- _Problem description_:
Render the material as a Markdown table with the columns Row and Entry, running from the line containing "the wooden gate" through the end of the material, both ends included. Number each line in Row, put the line itself in Entry, and omit blank lines and pictures.

+ + + + +

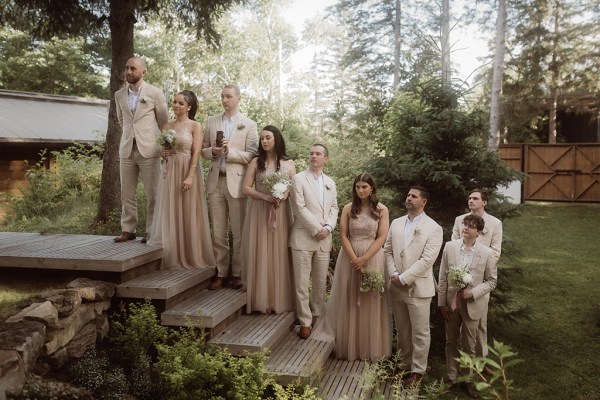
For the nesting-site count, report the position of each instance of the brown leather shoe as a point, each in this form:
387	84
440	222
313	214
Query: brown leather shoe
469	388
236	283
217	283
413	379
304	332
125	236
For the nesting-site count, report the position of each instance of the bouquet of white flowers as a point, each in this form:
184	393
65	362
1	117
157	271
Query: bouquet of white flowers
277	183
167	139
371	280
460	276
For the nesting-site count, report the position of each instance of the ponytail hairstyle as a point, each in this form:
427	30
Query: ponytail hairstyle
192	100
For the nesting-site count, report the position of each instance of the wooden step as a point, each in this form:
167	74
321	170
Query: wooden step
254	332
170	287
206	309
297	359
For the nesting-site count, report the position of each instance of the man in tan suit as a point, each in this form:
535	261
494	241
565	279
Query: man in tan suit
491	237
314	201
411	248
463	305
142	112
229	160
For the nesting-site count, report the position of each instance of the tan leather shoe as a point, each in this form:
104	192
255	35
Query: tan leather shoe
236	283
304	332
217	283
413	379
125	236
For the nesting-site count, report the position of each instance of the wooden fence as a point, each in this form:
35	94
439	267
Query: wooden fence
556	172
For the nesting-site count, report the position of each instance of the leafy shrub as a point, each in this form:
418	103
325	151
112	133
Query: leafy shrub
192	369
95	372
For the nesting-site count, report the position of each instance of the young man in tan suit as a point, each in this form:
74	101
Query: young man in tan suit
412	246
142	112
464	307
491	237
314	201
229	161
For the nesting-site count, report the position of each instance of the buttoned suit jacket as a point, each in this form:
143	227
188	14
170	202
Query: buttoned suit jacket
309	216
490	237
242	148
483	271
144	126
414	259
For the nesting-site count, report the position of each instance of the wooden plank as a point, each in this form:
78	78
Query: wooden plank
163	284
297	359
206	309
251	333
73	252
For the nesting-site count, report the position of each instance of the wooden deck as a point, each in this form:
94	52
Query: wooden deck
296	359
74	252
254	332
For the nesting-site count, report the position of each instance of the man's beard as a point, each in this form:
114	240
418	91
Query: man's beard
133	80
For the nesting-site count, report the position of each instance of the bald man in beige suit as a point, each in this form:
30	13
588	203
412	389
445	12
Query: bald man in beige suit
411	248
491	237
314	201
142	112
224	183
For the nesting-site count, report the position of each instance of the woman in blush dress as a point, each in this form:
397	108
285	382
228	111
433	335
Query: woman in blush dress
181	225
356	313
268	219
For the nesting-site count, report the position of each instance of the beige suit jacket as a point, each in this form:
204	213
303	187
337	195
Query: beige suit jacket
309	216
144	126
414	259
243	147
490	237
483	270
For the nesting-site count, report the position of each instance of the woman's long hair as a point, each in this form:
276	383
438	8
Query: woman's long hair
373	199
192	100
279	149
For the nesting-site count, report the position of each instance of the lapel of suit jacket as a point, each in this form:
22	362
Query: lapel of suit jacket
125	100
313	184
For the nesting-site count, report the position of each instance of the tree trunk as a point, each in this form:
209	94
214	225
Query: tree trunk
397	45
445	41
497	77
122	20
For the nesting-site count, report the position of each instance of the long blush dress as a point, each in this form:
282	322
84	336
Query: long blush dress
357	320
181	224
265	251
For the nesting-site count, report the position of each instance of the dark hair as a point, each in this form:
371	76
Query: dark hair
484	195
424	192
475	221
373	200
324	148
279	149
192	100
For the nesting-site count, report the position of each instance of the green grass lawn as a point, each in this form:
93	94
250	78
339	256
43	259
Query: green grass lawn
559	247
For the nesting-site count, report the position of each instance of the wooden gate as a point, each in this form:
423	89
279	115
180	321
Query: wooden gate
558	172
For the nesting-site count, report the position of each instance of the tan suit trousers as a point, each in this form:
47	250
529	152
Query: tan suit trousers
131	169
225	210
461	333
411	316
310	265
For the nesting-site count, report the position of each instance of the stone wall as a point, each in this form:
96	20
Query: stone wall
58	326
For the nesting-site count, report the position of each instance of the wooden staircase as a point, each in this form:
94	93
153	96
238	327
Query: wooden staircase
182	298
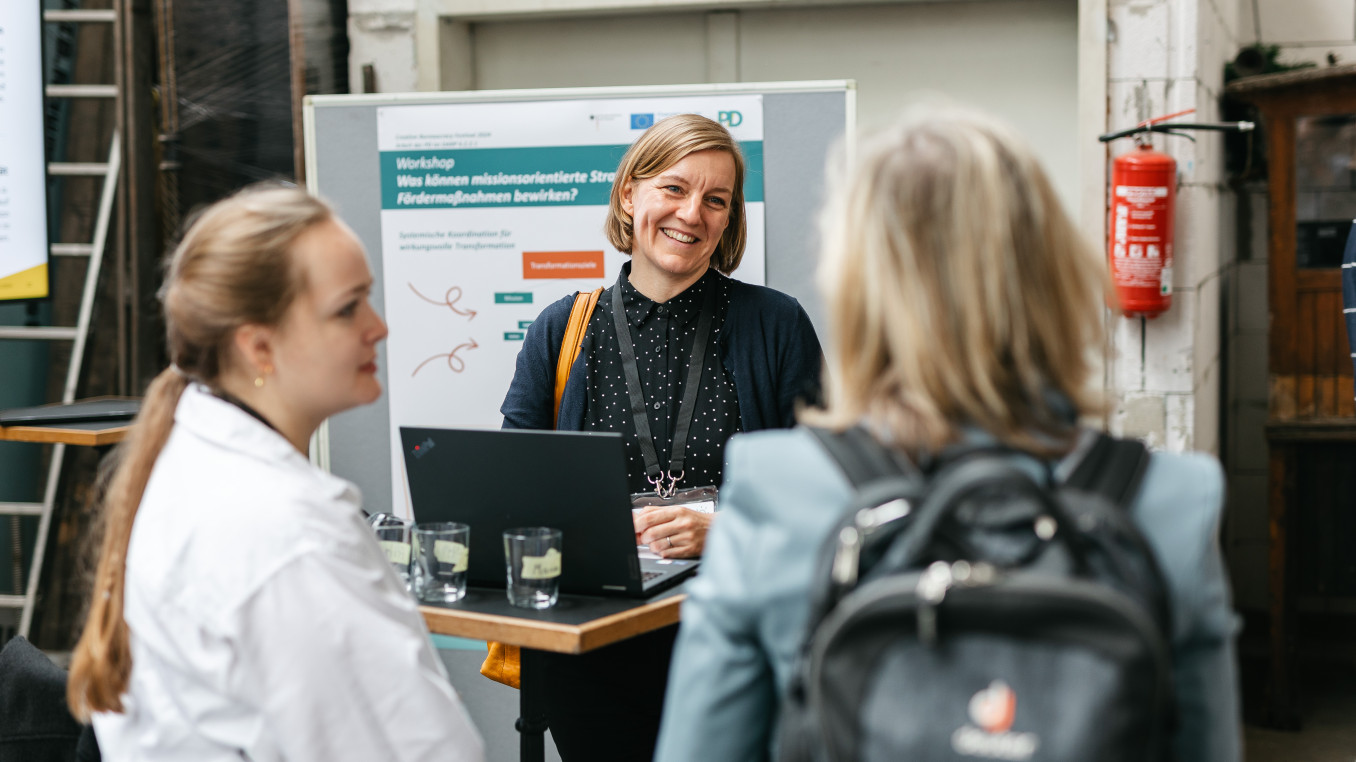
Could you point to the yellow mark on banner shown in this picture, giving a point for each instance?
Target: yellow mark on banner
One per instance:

+ + + + +

- _Answer for this exercise_:
| Row | Entry |
|---|---|
| 1 | For the nesting-site count, report the position of each instance of the wooden gate as a point, each in this form: |
| 2 | 423	89 |
| 3 | 279	115 |
| 4 | 180	321 |
| 5 | Query: wooden gate |
| 6 | 558	172 |
| 7 | For the nesting-site count, report the position of each instance of the tan suit trousers as a point, each in this form: |
| 8 | 47	250 |
| 9 | 529	152 |
| 10 | Query: tan suit trousers |
| 11 | 131	169 |
| 12 | 225	210 |
| 13 | 461	333 |
| 14 | 411	316 |
| 15 | 310	265 |
| 16 | For the nesting-site count, report the position of each instance of the stone wall as a point, each in this form: |
| 17 | 96	20 |
| 18 | Query: stone wall |
| 19 | 58	326 |
| 20 | For the nesting-site count, report the position of each instance of the wooden staircase as a point, each in this form: |
| 21 | 94	93 |
| 22 | 153	96 |
| 23 | 238	327 |
| 24 | Query: wooden staircase |
| 25 | 182	298 |
| 26 | Could you point to the yellow mark on banner shown in this picture, giving a point for each instance? |
| 27 | Target: yellow mark on banner |
| 28 | One per instance: |